给定文本:
________________________

Python3高级基础（1）

[TOC]

Introducing Python Object Types

对象类型的优势

1. Built-in objects make programs easy to write
2. Built-in objects are components of extensions
3. Built-in objects are often more efficient than custom data structures
4. Built-in objects are a standard part of the language

Python的核心数据类型

数字 = Number

123+222 #整数的加法

345

1.5 * 4 #浮点型的乘法

6.0

2**100 # 2的100次幂

1267650600228229401496703205376

len(str(2 ** 100))

31

3.1415*2

6.283

import math # 导入数学模块
print('$\pi$的数值是：{}'.format(math.pi))
print('85的开方是：{}'.format(math.sqrt(85)))

$\pi$的数值是：3.141592653589793
85的开方是：9.219544457292887

import random
random.random()

0.6182188298420788

字符串

• 序列操作

S = 'bright'
print('S的长度是: {}'.format(len(S)))
print('第1个元素: {}'.format(S[0]))
print('第2个元素: {}'.format(S[1]))
print('第3个元素: {}'.format(S[2]))
print('第4个元素: {}'.format(S[3]))
print('第5个元素: {}'.format(S[4]))
print('第6个元素: {}'.format(S[5]))
print('最后1个元素第一种求法: {}'.format(S[-1]))
print('最后1个元素第二种求法: {}'.format(S[len(S)-1]))
print('倒数第2个元素: {}'.format(S[-2]))

________________________

待办事项:
1. 用两句话概括上面这篇关于Python对象类型的文本。
2. 从最后一行之后接着续写上面这篇关于Python对象类型的文本。

[命名对象指向记录]
________________________

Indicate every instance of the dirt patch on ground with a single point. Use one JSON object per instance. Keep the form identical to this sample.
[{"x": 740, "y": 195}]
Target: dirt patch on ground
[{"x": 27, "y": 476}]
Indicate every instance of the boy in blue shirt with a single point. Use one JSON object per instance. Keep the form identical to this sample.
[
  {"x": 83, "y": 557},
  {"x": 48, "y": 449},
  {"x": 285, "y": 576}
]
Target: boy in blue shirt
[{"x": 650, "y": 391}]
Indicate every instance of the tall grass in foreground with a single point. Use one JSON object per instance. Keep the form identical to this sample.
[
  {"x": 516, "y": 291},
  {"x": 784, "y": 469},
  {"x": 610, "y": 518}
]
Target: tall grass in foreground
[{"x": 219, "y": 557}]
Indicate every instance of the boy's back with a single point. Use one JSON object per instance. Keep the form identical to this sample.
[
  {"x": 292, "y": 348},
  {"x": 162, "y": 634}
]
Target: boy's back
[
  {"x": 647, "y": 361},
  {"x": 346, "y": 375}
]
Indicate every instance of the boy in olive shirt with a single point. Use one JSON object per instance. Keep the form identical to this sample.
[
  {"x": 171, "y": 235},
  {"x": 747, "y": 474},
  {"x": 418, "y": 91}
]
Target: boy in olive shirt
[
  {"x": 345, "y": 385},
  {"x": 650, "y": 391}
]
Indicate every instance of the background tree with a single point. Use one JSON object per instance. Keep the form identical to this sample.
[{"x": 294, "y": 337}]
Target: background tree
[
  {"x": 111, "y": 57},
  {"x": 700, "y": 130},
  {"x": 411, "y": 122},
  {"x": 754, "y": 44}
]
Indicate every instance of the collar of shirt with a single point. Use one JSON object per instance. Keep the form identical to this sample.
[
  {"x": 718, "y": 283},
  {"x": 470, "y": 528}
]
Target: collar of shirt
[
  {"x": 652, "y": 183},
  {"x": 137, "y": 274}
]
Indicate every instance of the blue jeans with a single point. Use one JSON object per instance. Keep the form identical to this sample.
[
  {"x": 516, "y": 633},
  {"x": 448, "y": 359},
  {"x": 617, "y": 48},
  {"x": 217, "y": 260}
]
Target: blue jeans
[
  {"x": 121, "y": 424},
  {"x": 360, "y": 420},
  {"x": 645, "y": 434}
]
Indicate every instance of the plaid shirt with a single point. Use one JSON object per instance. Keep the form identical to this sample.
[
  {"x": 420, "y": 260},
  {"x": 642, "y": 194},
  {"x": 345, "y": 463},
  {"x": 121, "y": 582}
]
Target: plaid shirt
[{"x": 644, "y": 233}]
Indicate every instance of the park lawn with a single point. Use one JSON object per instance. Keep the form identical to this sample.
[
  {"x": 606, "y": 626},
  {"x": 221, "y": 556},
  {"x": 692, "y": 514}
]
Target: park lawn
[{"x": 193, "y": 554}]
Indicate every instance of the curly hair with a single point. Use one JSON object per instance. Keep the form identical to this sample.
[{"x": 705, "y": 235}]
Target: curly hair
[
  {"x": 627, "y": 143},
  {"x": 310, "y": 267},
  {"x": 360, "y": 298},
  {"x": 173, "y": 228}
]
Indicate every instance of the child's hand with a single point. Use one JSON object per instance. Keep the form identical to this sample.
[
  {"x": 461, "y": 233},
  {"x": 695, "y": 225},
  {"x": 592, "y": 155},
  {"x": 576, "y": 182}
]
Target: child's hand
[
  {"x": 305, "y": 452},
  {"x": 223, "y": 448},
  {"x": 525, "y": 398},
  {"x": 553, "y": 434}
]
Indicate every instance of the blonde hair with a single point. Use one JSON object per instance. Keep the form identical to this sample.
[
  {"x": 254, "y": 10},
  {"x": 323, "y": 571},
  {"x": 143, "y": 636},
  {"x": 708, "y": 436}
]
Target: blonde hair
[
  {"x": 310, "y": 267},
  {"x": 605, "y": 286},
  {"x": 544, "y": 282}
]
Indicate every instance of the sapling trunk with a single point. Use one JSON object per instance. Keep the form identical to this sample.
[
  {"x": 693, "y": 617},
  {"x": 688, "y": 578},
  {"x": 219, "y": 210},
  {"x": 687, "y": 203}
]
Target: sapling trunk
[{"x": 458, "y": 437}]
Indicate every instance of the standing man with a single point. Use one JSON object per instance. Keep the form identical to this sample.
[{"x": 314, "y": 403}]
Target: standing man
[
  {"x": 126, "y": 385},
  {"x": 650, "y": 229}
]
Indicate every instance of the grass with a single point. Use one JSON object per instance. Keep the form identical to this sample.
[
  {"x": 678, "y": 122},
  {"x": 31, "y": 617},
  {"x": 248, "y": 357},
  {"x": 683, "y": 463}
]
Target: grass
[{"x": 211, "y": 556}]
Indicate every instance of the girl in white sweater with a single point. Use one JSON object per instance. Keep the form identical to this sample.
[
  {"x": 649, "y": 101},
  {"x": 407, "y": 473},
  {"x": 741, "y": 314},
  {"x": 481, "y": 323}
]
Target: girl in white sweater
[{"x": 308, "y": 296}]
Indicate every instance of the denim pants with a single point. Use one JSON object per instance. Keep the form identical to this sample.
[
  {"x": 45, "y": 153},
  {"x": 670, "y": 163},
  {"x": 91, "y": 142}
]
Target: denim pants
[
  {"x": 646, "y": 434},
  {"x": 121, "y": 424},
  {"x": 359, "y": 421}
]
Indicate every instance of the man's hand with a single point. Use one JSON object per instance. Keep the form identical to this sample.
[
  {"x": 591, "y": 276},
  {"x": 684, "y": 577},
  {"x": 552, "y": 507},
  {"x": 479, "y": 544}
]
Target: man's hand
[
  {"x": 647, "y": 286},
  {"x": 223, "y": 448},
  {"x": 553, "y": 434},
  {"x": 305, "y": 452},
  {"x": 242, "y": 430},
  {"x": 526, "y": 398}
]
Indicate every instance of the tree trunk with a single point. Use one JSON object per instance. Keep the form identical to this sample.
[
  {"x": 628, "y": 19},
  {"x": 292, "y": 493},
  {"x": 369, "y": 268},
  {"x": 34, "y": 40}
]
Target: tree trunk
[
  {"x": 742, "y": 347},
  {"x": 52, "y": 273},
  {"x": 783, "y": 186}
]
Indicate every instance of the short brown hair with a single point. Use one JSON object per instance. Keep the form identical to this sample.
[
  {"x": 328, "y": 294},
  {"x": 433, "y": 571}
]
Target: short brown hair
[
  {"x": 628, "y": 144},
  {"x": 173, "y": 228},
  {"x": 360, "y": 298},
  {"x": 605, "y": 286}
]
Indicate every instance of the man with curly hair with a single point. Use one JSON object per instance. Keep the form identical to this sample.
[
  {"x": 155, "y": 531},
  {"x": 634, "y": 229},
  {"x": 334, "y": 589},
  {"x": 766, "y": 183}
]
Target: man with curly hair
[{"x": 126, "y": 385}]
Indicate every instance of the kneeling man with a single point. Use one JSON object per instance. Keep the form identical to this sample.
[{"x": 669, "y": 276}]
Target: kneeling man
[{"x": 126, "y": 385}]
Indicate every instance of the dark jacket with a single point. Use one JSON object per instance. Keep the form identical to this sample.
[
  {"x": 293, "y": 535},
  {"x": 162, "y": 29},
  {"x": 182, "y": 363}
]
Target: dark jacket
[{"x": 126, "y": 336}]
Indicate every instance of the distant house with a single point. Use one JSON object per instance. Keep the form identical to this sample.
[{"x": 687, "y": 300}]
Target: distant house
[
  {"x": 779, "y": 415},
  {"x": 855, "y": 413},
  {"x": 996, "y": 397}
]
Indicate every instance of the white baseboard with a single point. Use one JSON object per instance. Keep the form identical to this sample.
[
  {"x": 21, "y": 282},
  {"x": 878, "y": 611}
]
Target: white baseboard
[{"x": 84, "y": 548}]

________________________

参考答案:
1. 该文本列出了内置对象的优势：它们让程序易于编写，是扩展的组成部分，通常比自定义数据结构更高效，并且是语言的标准部分。随后，文本用代码示例介绍了Python的核心数据类型，包括整数加法、浮点乘法、幂运算以及math和random模块的用法等数字操作，还有字符串的序列操作，例如用正索引和负索引取出'bright'中的字符。

2.
S的长度是: 6
第1个元素: b
第2个元素: r
第3个元素: i
第4个元素: g
第5个元素: h
第6个元素: t
最后1个元素第一种求法: t
最后1个元素第二种求法: t
倒数第2个元素: h

# 切片操作
print('Slice of S from offsets 1 through 2 (not 3): {}'.format(S[1:3]))
print('Everything past the first (1:len(S)): {}'.format(S[1:]))
print('S itself hasn\'t changed: {}'.format(S))
print('Everything but the last: {}'.format(S[0:6]))
print('Everything but the last again, but simpler (0:-1): {}'.format(S[:-1]))
print('Same as S[0:6]: {}'.format(S[:6]))
print('All of S as a top-level copy (0:len(S)): {}'.format(S[:]))

Slice of S from offsets 1 through 2 (not 3): ri
Everything past the first (1:len(S)): right
S itself hasn't changed: bright
Everything but the last: bright
Everything but the last again, but simpler (0:-1): brigh
Same as S[0:6]: bright
All of S as a top-level copy (0:len(S)): bright

# 字符串的加法与乘法
S1 = 'I'
S2 = ' like'
S3 = ' you! '
print('字符串的加法运算: {}'.format(S1+S2+S3))
print('字符串的乘法运算: {}'.format((S1+S2+S3)*3))

字符串的加法运算: I like you! 
字符串的乘法运算: I like you! I like you! I like you! 

• 字符串的不可变形 = immutability

Str1 = 'Yuxl'
print(Str1)
try:
    Str1[0] = 'XX'
except:
    print("不可更改")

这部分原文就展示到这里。